-- Document extract --
☆ ☆ ☆ ☆ ☆

The emerging US-Iran deal is sending fears down the local market that the cards are flipping, with Tehran winning influence over both Washington and the regional agenda, after two and a half years of Israel steadily weakening Iran and its proxies.
Israeli officials are bitterly opposed to the deal’s terms, which they criticize for resolving none of the war’s key goals — notably, eliminating Iran’s nuclear and ballistic missile programs, and creating the conditions for the fall of the regime.
The memorandum of understanding between the US and Iran also constrains Israeli action against Hezbollah in Lebanon, a fiat that Jerusalem has vowed to defy.
To many in Israel, the rhetoric coming out of Washington, Israel’s most important long-time ally, has been strikingly unsympathetic to the country’s concerns, placing them below a desire to get the global economy back on track.
“There is a sentiment that Israel’s hands are tied amid pressure from the US and a slight falling out of a relationship with President Trump, our strongest ally, so this realization that the war didn’t change Israel’s long-term geopolitical risk element is what causes a partial reversal, because the Israeli stock is still up year to date rather nicely,” Katz remarked.
The Tel Aviv Stock Exchange’s TA-125 index dropped 4.9% last week and is down almost 8% so far this month. The benchmark index is still up 11.4% from the start of the year, a rise that was driven by optimism for an end to hostilities in the region and an improved geopolitical environment.
The TA-35 index of blue-chip companies slipped 4.6% last week, trimming its gain since the start of the year to 14%. The TA-90 index, which tracks the shares with the highest capitalization not included in the TA-35 index, fell 5.9% and is up a mere 1.9% this year. On Monday, the TA-35 declined 0.4%, and the TA-90 sank 2%.
“The overconfidence during the war was exaggerated, and what looks to be the gloom and doom of the past week seems also to be exaggerated,” Katz said.
During the same period, in the US, the S&P 500 index rose 0.9%, and the Nasdaq composite jumped 2.4%.
“This is a wake-up call that the geopolitical reality is less optimistic,” said IBI Investment House chief economist Rafi Gozlan. “The positive momentum in the local market has deflated.”
Despite being embroiled in the longest and most intense fighting period in its history, Israel’s main stock indexes have broken through multiple record highs over the last two years, quickly recovering from an initial steep plunge at the outbreak of war with the Hamas terror group in October 2023.
In 2024, which saw intense fighting in Gaza and Lebanon, as well as the first-ever direct Iranian attack on Israel, the TASE was the world’s fastest-rising stock market.
Until this week, stocks had continued to soar as investors placed big bets that Israel’s US-backed military achievements against Iran’s nuclear program — alongside the already weakened Iranian proxies in Lebanon, Syria, and Gaza — would be a game-changer and reduce risks to Israel’s security and economy.
For decades, the Iranian threat was a cloud looming over Israel’s economic horizon, cited as a major geopolitical threat by local and global investor reports, international credit rating agencies, and country forecasts.
Gozlan said the US-Israel war with Iran and fighting on multiple fronts had also stirred investor hopes for a reshaped Middle East and potentially a new era of economic peace and prosperity in the region, opening the door to long-sought opportunities with Israel’s neighbors.
“The local market priced in overly optimistic scenarios, and although generally, markets are forward-looking, here, there was a late market response to the realistic developments on the ground,” said Gozlan.
The prospect of an improved regional security landscape alongside Israel’s military successes also buoyed investor optimism to buy the shekel.
The local currency, which recently reached a 33-year peak against the dollar, weakened by about 0.75% last week. Since the start of June, the shekel has lost 5.2% of its value against the dollar, but it was still up 7.3% so far this year, as of Friday.
“After overexuberance and now what seems to be overpessimism, there are a lot of ifs when looking ahead,” said Katz. “If current deal negotiations advance and the US-Iran agreement holds, and if in Lebanon there is total quiet, and globally it is calmer if the Strait of Hormuz remains open, the markets have room to correct as they were fluctuating in both directions.”

☆ ☆ ☆ ☆ ☆

-- Data extract --

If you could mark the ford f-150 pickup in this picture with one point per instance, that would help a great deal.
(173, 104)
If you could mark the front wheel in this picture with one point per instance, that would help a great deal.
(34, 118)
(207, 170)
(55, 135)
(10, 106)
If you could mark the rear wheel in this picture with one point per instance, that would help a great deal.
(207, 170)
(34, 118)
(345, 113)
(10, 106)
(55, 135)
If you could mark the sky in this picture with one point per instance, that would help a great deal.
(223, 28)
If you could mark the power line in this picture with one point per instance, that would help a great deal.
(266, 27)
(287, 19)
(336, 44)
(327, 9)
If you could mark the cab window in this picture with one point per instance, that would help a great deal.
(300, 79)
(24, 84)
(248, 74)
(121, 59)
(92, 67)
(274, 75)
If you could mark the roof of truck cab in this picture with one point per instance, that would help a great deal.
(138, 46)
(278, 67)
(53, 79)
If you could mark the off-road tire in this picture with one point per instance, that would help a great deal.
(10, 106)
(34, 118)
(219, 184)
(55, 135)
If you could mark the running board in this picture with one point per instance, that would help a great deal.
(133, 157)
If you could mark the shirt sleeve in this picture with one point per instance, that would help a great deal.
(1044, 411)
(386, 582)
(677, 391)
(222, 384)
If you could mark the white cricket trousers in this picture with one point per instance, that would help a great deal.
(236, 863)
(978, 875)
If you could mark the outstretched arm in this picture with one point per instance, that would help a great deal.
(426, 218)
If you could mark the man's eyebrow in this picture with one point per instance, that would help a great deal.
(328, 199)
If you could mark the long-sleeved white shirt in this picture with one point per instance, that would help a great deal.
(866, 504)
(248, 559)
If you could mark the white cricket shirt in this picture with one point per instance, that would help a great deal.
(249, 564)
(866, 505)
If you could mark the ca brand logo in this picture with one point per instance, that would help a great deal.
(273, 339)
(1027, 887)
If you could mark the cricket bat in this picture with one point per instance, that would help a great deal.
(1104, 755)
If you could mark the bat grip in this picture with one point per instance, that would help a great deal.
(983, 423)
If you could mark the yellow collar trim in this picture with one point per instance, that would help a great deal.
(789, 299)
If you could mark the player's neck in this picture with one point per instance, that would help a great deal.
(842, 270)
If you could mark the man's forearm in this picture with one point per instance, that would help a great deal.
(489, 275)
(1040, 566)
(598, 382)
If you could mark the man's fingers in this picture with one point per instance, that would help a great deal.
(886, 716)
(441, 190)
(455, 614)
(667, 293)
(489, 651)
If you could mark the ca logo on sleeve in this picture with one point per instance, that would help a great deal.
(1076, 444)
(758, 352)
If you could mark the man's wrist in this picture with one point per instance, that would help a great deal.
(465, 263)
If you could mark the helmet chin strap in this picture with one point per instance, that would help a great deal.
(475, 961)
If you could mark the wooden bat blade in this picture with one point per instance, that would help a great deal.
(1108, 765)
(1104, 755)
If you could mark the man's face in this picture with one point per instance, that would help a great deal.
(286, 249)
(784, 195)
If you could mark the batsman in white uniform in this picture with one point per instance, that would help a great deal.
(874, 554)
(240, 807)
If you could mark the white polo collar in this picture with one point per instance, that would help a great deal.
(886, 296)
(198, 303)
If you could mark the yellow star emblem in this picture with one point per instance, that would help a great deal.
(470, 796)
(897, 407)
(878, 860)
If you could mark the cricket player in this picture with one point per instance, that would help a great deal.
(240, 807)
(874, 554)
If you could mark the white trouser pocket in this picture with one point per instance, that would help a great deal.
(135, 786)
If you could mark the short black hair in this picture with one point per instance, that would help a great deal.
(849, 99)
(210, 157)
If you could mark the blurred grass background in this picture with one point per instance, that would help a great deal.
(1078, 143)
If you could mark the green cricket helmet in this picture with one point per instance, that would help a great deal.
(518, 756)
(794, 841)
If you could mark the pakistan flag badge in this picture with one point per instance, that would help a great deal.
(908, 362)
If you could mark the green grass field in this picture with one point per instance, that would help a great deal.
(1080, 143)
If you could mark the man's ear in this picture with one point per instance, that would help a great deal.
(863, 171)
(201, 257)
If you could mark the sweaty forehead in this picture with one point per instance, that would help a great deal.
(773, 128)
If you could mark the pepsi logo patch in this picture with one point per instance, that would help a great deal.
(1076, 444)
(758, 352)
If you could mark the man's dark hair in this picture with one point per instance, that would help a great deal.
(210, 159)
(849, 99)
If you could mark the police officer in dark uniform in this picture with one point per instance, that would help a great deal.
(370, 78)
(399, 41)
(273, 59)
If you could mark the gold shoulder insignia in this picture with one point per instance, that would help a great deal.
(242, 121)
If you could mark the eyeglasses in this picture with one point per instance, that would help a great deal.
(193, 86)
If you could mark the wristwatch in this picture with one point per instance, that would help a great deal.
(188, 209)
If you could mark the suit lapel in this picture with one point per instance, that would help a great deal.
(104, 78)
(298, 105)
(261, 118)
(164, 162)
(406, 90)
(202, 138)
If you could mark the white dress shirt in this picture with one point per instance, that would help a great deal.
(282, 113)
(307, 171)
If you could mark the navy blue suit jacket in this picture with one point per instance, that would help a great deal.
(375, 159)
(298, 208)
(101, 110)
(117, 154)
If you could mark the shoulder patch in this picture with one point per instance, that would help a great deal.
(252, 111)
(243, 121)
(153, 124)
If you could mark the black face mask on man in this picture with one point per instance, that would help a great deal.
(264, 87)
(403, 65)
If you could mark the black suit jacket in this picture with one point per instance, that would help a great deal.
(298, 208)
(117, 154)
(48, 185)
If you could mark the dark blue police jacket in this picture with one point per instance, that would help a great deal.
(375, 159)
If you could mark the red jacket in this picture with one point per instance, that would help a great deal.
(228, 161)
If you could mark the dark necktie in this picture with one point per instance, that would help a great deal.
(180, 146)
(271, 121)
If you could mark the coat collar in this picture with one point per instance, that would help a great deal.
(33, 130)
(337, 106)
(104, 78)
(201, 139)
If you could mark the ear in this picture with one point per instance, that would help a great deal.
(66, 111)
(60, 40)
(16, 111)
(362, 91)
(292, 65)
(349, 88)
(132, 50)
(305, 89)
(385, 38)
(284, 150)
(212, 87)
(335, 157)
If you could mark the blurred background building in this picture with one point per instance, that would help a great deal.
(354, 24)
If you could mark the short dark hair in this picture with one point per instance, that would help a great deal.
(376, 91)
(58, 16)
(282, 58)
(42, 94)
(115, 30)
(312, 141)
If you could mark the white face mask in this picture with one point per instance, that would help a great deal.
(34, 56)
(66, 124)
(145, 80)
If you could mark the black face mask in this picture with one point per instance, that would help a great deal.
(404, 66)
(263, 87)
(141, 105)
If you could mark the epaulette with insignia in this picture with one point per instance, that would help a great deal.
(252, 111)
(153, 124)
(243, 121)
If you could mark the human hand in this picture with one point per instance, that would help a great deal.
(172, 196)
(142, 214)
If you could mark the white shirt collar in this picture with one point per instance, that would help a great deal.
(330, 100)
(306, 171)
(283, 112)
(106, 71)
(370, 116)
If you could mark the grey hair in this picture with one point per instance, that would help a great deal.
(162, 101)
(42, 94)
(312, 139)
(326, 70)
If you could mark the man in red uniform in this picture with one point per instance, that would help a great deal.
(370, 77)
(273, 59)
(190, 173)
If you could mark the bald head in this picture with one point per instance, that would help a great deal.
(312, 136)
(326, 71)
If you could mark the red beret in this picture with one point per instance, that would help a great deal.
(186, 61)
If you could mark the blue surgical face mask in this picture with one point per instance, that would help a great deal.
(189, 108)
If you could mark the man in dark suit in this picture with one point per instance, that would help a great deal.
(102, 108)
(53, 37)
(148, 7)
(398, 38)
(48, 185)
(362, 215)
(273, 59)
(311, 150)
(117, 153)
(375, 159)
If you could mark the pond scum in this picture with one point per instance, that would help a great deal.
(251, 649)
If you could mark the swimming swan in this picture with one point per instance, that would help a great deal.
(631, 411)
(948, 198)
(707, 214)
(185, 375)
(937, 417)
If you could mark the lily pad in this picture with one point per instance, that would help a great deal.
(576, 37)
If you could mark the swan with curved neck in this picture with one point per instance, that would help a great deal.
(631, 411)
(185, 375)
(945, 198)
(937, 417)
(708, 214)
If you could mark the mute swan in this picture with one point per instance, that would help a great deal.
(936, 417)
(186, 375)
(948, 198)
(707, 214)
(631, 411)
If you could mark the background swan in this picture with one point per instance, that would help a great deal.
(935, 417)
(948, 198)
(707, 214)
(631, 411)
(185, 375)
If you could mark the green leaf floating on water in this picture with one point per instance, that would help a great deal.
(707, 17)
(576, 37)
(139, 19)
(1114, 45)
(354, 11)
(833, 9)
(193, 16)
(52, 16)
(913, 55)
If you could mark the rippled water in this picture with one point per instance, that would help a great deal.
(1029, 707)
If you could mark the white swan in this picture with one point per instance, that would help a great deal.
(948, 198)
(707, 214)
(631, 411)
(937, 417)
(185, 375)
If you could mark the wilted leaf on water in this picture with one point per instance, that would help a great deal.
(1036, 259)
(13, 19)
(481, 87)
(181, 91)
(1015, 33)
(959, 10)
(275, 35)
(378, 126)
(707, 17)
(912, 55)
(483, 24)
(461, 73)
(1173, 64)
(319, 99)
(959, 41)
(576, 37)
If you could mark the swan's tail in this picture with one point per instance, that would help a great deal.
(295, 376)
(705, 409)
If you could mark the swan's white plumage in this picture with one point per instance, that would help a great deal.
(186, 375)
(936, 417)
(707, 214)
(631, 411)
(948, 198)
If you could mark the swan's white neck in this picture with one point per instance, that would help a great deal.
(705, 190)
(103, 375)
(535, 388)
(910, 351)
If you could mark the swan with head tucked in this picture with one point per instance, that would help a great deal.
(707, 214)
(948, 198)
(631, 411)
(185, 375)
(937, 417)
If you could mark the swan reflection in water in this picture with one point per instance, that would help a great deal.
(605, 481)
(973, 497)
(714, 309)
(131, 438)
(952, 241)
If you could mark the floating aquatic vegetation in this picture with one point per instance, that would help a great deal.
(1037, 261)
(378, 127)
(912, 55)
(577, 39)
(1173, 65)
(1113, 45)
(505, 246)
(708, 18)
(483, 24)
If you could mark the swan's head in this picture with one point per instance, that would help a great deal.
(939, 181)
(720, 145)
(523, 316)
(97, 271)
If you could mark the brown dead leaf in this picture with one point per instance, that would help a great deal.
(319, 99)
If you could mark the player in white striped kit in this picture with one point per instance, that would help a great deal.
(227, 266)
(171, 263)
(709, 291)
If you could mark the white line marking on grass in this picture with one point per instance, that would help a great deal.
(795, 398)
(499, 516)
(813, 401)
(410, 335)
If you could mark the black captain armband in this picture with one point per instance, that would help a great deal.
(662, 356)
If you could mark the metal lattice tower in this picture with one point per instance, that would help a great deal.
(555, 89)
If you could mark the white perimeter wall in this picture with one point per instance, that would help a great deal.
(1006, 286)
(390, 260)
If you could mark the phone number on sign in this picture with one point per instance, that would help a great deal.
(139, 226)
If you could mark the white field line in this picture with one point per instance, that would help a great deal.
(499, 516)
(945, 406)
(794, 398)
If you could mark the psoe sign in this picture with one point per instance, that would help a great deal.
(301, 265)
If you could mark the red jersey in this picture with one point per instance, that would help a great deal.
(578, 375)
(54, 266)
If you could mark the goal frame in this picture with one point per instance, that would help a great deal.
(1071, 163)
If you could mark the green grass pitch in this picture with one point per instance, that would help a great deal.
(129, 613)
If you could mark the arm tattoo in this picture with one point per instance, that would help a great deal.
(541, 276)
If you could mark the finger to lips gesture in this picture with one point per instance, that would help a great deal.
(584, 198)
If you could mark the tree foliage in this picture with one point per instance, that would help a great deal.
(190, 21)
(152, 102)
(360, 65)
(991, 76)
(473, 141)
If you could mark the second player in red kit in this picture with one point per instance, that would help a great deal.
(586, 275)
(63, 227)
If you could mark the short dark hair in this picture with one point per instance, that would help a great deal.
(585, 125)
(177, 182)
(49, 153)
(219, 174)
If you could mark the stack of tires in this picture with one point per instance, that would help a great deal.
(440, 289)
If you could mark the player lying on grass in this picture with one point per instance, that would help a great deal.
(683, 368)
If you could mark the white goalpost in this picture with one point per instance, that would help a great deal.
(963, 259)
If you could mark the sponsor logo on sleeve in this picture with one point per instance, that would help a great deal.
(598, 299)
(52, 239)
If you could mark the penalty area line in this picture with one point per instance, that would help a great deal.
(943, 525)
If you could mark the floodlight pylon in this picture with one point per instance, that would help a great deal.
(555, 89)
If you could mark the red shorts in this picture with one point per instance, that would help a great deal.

☆ ☆ ☆ ☆ ☆

-- Requirement 1 --
Can you write out the stretch of the Israeli market article from "The emerging US-Iran" through "and its proxies." word for word?
-- Requirement 2 --
Answer these questions from the Israeli market article, marking each answer with the same letter as its question:
(a) By what percentage did the TA-125 index drop last week?
(b) What position does Rafi Gozlan hold at IBI Investment House?
(c) What distinction did the TASE have in 2024?

-- Full solution 1 --
The emerging US-Iran deal is sending fears down the local market that the cards are flipping, with Tehran winning influence over both Washington and the regional agenda, after two and a half years of Israel steadily weakening Iran and its proxies.

-- Full solution 2 --
(a) 4.9%
(b) Chief economist
(c) It was the world's fastest-rising stock market.